What is needed: How do the lines below between the ones holding "as in (631,419)." and "as in (131,321).", inclusive, read? Give them again exactly, with no other lines.

──────

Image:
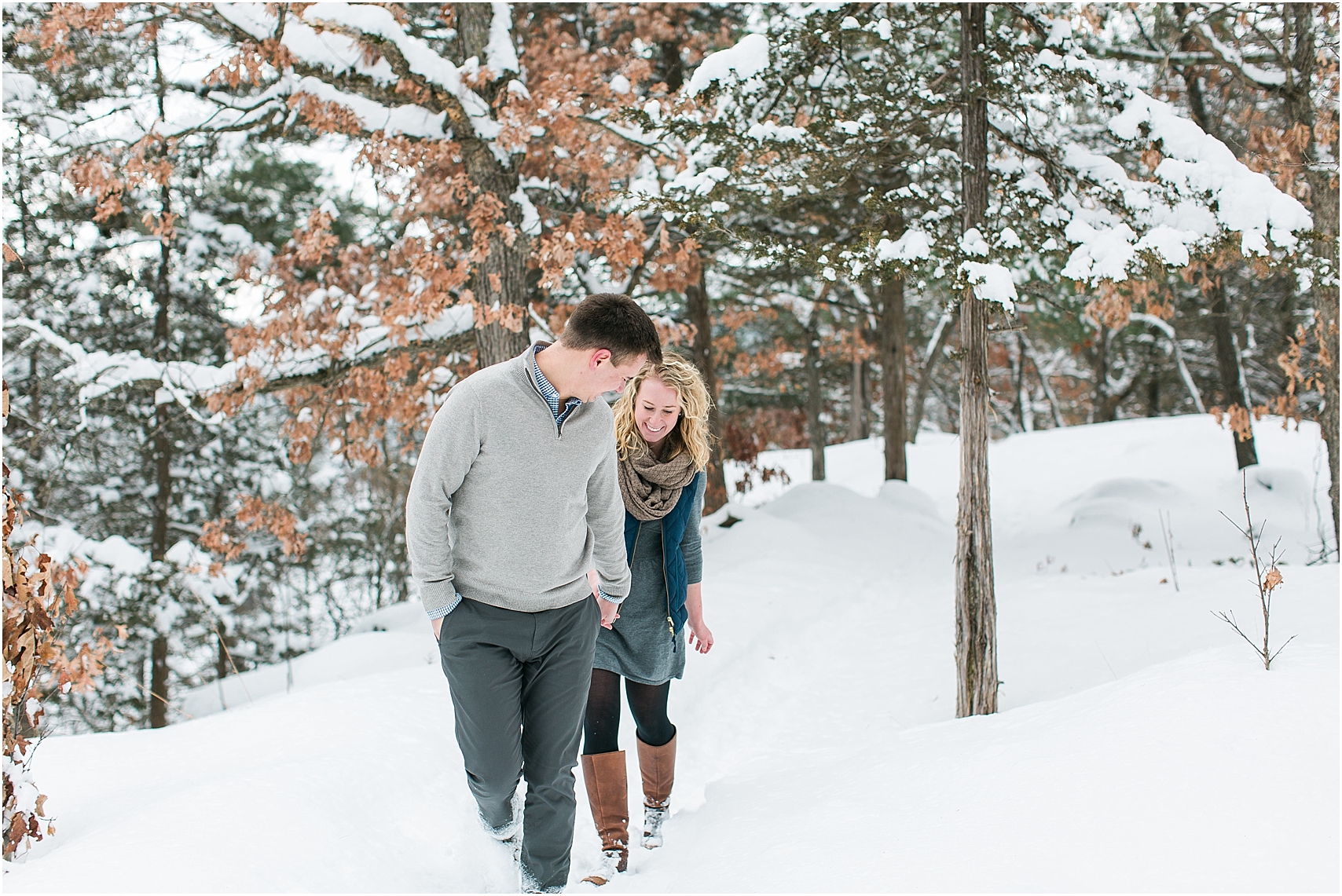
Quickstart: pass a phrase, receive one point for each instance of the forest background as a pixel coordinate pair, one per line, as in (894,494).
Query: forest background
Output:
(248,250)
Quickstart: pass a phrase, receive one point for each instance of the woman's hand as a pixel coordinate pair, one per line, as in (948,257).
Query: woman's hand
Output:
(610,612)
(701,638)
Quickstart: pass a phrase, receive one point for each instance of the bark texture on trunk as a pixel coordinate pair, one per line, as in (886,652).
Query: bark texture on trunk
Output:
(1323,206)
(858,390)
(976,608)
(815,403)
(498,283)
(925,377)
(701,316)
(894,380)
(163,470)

──────

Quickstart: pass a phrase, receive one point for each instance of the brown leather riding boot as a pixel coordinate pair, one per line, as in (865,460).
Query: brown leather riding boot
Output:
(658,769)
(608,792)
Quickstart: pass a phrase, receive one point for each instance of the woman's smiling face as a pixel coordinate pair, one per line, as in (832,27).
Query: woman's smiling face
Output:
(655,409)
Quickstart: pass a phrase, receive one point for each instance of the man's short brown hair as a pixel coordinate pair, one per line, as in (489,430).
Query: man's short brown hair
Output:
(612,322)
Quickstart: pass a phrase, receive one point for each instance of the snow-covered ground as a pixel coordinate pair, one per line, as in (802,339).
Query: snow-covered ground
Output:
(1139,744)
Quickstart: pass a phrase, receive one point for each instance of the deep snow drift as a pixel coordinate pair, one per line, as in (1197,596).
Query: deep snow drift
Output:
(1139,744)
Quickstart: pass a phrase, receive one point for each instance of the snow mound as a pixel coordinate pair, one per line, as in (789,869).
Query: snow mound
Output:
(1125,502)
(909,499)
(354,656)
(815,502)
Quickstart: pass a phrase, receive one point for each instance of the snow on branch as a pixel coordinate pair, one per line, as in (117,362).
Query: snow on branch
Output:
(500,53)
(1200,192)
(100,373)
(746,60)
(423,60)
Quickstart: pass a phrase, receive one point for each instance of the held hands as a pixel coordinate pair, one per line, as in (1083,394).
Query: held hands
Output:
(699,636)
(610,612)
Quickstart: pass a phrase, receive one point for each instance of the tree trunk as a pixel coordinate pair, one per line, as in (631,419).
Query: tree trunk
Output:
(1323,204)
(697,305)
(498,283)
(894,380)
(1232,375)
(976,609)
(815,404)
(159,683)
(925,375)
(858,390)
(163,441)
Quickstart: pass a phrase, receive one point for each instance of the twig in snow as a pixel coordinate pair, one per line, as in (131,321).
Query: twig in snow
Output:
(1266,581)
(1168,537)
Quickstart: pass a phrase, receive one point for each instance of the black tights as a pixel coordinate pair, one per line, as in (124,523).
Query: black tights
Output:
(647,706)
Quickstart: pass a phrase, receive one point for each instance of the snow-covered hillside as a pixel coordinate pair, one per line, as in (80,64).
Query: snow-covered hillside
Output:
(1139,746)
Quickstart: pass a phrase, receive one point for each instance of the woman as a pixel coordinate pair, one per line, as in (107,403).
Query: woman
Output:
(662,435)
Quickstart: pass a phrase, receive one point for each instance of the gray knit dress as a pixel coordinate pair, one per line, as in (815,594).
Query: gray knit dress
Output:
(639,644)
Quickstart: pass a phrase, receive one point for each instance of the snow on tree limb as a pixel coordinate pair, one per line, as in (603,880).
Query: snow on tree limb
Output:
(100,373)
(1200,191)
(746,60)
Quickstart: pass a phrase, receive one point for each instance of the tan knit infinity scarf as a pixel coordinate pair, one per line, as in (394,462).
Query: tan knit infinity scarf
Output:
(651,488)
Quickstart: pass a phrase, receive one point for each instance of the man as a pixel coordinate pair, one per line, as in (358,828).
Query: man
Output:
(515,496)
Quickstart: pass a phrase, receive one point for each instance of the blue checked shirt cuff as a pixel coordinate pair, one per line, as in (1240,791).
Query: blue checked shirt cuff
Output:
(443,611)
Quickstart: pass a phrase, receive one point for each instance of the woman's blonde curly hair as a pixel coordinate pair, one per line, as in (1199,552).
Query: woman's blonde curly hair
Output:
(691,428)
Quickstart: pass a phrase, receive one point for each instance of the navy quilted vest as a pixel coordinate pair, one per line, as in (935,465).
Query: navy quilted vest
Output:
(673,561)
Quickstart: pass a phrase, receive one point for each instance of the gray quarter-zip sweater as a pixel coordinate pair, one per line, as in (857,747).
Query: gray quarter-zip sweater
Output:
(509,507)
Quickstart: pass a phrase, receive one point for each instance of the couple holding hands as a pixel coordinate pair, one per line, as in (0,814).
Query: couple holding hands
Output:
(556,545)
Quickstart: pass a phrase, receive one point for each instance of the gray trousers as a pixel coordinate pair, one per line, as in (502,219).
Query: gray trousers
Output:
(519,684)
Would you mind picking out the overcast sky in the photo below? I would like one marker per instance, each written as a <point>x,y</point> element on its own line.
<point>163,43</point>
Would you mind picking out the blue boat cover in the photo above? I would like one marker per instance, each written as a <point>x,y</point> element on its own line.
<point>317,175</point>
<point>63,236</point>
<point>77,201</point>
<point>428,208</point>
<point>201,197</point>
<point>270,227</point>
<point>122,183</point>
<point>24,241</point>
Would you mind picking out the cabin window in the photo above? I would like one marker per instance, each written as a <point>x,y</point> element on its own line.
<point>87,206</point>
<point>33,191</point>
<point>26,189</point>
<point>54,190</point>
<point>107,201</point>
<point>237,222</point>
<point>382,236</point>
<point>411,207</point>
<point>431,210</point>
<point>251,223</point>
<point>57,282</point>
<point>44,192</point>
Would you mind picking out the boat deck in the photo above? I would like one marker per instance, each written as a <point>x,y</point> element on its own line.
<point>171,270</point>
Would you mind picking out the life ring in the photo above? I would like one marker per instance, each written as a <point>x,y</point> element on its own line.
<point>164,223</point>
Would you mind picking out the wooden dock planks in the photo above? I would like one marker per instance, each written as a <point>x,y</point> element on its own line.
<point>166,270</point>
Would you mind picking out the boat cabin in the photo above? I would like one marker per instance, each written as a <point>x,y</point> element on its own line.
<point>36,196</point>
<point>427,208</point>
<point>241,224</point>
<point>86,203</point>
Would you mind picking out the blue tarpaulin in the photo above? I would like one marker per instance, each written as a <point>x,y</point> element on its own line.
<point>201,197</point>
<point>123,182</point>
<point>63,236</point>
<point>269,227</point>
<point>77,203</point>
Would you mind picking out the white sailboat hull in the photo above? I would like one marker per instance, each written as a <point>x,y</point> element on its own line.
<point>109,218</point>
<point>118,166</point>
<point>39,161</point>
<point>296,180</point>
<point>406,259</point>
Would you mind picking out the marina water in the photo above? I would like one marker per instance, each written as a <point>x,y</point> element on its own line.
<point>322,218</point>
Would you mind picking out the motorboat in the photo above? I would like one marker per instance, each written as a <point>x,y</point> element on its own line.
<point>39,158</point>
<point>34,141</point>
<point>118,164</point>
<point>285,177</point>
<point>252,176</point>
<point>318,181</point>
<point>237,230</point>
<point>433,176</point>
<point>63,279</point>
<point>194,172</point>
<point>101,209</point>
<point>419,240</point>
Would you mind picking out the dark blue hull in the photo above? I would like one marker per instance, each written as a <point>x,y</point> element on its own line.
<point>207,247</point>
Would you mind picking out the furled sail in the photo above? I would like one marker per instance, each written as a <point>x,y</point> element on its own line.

──────

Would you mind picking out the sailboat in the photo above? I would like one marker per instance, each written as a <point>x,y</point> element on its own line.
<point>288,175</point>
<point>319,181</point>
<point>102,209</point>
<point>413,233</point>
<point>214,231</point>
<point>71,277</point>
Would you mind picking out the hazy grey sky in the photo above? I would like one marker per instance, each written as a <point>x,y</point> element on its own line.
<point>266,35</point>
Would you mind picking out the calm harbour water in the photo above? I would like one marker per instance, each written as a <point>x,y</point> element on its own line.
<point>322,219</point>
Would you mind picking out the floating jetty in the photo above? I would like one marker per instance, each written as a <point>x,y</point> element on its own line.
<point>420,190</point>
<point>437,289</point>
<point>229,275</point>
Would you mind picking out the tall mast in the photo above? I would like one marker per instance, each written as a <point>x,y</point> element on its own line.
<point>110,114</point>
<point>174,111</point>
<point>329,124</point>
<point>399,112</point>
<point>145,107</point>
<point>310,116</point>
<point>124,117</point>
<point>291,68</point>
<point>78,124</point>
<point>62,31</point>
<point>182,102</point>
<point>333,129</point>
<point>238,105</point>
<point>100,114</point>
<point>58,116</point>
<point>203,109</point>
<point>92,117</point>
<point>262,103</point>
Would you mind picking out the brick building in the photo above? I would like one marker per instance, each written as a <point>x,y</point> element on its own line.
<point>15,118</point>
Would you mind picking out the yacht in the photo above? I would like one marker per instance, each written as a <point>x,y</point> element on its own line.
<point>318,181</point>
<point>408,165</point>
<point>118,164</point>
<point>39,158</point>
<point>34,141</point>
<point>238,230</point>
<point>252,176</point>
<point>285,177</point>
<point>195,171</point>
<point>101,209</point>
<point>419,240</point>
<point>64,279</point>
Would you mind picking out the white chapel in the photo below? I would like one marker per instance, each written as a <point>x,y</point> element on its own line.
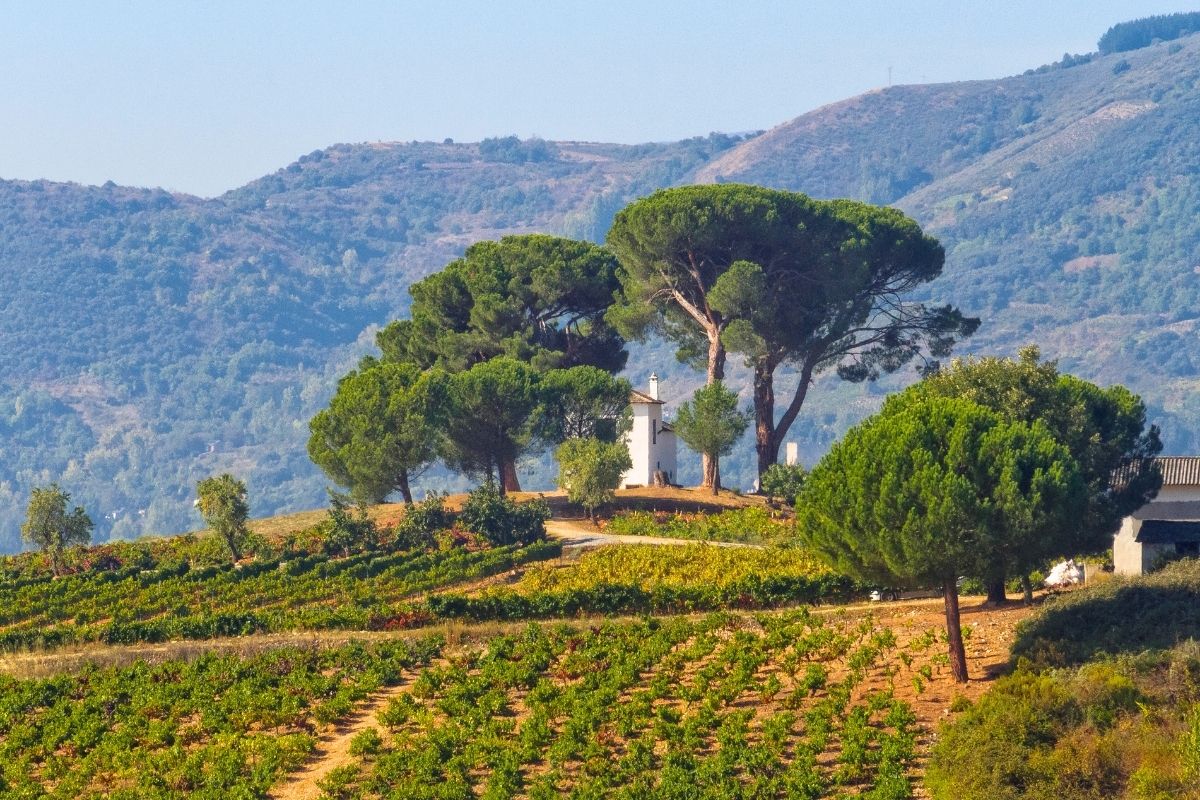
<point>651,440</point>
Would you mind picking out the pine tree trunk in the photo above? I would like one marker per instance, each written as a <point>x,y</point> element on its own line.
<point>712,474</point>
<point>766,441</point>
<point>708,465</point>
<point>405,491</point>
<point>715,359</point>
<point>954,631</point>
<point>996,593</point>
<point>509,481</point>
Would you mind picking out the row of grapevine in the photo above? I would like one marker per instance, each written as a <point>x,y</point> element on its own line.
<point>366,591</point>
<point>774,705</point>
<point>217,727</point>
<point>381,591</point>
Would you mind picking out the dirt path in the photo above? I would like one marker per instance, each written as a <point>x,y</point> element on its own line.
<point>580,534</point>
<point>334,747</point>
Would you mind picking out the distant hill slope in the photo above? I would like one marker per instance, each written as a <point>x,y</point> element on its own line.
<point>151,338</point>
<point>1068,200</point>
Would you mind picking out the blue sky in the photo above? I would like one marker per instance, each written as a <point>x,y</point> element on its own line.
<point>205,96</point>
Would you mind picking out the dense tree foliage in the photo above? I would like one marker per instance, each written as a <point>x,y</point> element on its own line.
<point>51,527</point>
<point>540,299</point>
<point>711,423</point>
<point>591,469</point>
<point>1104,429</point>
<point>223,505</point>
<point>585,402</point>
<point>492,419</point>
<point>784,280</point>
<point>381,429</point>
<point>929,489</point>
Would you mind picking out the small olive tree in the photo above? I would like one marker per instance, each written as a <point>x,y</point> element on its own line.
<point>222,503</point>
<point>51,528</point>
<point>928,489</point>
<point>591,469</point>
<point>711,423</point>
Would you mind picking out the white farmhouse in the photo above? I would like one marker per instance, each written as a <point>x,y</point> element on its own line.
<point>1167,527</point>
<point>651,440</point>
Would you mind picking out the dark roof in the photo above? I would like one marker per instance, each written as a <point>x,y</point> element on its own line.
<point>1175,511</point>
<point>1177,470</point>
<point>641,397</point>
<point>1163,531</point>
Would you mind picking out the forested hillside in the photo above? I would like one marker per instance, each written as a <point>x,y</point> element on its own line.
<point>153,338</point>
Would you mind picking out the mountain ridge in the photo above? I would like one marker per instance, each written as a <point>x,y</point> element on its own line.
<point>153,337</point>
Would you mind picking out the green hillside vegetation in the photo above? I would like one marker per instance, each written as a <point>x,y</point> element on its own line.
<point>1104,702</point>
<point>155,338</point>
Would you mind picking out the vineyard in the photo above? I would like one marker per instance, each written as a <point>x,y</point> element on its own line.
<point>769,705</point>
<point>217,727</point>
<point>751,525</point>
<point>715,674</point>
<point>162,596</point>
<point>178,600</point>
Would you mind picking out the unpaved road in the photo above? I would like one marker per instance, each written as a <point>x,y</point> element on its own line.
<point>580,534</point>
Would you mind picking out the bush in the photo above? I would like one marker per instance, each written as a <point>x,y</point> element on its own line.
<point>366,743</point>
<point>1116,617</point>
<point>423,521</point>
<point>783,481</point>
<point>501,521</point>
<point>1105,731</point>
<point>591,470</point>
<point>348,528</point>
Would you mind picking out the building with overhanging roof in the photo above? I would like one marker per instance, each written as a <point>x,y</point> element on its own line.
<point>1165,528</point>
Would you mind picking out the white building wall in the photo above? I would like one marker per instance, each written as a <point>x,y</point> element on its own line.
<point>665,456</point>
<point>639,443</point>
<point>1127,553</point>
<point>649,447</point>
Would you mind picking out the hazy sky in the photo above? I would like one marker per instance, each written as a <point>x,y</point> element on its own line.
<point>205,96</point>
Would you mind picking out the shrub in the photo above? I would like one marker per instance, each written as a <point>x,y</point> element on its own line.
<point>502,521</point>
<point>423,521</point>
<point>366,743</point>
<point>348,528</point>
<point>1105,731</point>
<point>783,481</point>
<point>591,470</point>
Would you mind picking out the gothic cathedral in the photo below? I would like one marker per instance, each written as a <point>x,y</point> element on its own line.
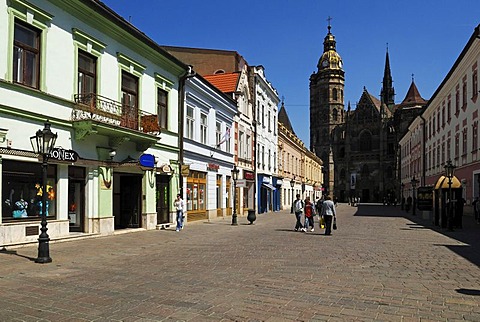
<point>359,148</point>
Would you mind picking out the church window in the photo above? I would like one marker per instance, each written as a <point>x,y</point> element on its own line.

──────

Written answer:
Quickstart: pass a phrase, receive one point for each instance of the tree trunk as a pixel coordinate pair, one per line, as in (631,419).
Query: tree trunk
Output:
(1323,204)
(697,305)
(498,283)
(894,380)
(1232,375)
(976,609)
(815,404)
(159,683)
(925,375)
(858,390)
(163,441)
Quickstart: pass a phrase, receive one point for each instance of the twig in snow as a pixel coordinate pair, one per line, as in (131,321).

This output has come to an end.